Présente sous forme de liste JSON de chaînes les lignes allant de celle qui contient « For every instance of the white bathtub » jusqu'à celle qui contient « x=355, y=357 », ces deux lignes comprises. Mets une chaîne par ligne et omets les lignes vides.

#### Données répertoriées

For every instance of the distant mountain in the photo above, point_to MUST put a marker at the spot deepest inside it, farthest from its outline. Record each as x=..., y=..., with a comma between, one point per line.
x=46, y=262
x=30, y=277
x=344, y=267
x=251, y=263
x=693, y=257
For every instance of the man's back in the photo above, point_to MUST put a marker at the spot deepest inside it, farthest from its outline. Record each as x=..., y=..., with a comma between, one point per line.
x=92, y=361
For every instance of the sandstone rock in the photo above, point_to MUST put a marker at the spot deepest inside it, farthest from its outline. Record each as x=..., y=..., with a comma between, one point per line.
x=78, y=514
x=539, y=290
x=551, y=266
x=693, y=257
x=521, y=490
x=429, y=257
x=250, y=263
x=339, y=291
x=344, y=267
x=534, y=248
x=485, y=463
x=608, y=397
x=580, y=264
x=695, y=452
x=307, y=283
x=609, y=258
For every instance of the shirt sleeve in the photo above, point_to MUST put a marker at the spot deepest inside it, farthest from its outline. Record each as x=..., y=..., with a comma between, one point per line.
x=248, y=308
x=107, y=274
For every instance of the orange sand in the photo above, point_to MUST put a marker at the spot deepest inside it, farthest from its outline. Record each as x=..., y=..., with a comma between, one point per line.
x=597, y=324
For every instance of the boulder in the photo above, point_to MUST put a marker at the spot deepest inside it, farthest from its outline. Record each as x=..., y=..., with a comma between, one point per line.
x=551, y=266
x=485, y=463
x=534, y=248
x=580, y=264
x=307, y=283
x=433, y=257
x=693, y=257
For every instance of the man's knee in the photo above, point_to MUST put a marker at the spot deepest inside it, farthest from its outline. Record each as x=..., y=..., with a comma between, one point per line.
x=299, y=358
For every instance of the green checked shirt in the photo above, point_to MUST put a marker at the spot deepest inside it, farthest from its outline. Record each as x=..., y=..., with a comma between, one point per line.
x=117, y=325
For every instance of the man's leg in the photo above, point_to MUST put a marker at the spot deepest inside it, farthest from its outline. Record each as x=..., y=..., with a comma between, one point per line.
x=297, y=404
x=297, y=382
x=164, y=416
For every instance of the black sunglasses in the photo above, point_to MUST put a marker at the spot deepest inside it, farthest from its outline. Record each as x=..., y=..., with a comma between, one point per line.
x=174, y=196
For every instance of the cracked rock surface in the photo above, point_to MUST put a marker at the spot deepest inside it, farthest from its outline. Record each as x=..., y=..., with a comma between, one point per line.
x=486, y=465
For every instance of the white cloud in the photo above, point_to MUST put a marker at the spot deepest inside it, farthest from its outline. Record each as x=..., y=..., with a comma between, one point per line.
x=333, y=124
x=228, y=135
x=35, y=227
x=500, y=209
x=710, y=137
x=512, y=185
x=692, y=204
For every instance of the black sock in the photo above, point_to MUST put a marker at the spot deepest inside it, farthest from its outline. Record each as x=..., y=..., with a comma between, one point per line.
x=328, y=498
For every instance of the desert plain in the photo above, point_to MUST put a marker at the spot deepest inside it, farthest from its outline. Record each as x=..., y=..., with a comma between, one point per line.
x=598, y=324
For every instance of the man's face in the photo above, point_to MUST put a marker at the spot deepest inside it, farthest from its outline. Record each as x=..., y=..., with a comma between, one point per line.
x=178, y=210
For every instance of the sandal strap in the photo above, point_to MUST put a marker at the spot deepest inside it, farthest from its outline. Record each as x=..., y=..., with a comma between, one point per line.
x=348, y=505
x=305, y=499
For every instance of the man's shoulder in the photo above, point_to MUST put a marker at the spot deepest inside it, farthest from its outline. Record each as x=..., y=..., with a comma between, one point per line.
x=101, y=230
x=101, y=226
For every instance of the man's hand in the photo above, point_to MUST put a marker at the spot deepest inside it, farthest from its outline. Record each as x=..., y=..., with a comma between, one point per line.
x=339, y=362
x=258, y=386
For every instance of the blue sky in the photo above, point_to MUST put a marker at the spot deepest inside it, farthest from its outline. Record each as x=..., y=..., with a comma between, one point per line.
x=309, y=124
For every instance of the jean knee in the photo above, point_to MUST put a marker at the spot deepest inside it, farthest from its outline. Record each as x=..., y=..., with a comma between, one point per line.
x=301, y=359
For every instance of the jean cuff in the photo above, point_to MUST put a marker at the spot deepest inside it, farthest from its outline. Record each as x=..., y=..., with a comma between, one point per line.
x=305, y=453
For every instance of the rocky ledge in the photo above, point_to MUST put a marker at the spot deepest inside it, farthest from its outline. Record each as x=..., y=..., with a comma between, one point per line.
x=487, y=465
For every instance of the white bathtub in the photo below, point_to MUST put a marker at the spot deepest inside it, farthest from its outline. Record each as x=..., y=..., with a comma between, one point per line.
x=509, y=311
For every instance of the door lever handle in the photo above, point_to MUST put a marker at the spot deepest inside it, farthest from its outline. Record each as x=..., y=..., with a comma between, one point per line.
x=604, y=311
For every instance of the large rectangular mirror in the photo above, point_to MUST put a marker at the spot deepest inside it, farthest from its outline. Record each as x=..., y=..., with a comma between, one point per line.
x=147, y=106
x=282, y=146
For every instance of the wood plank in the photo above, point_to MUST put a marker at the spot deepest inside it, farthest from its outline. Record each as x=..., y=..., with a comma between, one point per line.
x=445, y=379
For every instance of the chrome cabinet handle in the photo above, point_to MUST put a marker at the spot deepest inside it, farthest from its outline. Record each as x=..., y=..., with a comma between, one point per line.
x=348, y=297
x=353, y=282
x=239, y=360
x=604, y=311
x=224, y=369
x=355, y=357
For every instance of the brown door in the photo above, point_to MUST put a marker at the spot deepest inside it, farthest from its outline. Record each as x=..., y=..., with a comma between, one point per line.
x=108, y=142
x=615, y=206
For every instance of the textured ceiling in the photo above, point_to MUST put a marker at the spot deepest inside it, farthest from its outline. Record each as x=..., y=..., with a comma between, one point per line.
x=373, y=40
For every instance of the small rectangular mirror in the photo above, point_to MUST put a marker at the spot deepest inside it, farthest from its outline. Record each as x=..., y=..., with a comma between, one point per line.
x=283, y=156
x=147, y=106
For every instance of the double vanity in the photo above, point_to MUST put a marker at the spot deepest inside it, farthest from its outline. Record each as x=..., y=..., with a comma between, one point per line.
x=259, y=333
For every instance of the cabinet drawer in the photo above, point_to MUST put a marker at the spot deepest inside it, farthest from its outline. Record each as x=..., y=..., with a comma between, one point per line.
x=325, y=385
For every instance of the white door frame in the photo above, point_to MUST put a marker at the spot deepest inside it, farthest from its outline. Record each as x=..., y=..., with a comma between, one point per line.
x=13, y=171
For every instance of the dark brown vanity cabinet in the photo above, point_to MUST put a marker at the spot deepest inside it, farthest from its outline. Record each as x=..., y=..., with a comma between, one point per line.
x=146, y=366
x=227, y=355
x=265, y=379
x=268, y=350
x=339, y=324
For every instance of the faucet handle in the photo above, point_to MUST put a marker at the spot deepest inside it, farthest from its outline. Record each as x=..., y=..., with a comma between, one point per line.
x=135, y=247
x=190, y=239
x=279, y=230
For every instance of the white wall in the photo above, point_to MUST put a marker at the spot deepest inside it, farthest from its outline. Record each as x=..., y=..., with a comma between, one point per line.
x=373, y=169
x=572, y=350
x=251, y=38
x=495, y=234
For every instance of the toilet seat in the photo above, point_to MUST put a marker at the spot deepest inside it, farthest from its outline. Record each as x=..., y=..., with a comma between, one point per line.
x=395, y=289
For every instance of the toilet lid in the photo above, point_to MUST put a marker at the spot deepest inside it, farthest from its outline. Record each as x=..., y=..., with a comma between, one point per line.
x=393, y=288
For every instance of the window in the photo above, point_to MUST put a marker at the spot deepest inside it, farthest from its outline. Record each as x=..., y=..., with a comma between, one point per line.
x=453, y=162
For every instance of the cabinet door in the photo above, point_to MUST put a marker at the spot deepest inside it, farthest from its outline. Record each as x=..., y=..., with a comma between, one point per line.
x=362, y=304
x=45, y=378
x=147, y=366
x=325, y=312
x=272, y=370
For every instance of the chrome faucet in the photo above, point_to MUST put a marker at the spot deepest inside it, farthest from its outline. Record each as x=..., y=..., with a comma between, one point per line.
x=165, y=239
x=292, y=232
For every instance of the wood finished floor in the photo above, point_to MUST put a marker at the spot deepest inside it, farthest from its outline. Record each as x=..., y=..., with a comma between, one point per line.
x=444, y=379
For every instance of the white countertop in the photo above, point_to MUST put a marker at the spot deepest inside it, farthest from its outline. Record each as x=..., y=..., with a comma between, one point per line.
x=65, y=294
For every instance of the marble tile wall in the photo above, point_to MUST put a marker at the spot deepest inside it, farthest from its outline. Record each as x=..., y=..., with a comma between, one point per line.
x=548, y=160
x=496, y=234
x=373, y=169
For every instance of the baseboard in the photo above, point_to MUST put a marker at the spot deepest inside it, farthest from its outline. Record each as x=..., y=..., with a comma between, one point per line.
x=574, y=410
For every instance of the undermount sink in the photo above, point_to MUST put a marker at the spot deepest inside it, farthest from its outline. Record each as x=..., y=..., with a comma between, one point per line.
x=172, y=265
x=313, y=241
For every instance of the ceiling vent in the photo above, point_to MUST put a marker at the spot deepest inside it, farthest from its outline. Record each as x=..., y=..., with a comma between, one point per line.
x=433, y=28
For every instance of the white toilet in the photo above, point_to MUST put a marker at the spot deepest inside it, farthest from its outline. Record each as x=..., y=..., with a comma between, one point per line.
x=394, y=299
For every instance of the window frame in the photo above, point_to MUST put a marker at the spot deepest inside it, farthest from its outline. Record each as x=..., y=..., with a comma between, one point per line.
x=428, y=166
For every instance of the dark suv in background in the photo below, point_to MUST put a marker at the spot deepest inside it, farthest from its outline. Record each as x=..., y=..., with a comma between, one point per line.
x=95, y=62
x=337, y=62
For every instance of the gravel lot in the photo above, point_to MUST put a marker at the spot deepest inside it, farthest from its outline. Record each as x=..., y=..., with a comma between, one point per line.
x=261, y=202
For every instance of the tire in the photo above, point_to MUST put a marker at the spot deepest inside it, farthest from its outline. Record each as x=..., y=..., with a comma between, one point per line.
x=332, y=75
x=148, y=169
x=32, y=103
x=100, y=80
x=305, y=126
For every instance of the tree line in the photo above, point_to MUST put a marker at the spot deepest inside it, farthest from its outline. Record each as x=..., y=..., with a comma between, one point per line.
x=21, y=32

########

-- Réponse --
[
  "For every instance of the white bathtub in the photo below, point_to MUST put a marker at the spot deepest inside it, farthest from its outline. Record each as x=..., y=..., with a comma between, one point per line.",
  "x=509, y=311",
  "For every instance of the door lever handle in the photo above, point_to MUST put a marker at the spot deepest inside it, farthest from its outline. Record each as x=..., y=..., with a comma between, one point per line.",
  "x=604, y=311",
  "For every instance of the large rectangular mirror in the photo above, point_to MUST put a marker at the spot deepest inside it, farthest from its outline. Record each as x=..., y=..., with a comma between, one point per line.",
  "x=147, y=106",
  "x=282, y=146",
  "For every instance of the wood plank in the photo above, point_to MUST put a marker at the spot deepest inside it, farthest from its outline. Record each as x=..., y=..., with a comma between, one point per line.",
  "x=445, y=379",
  "For every instance of the chrome cabinet handle in the photo above, point_to MUST put a marker at the spot deepest inside it, farthest from its outline. Record each as x=..., y=..., with a comma between, one point per line.",
  "x=348, y=297",
  "x=353, y=282",
  "x=239, y=360",
  "x=604, y=311",
  "x=224, y=369",
  "x=355, y=357"
]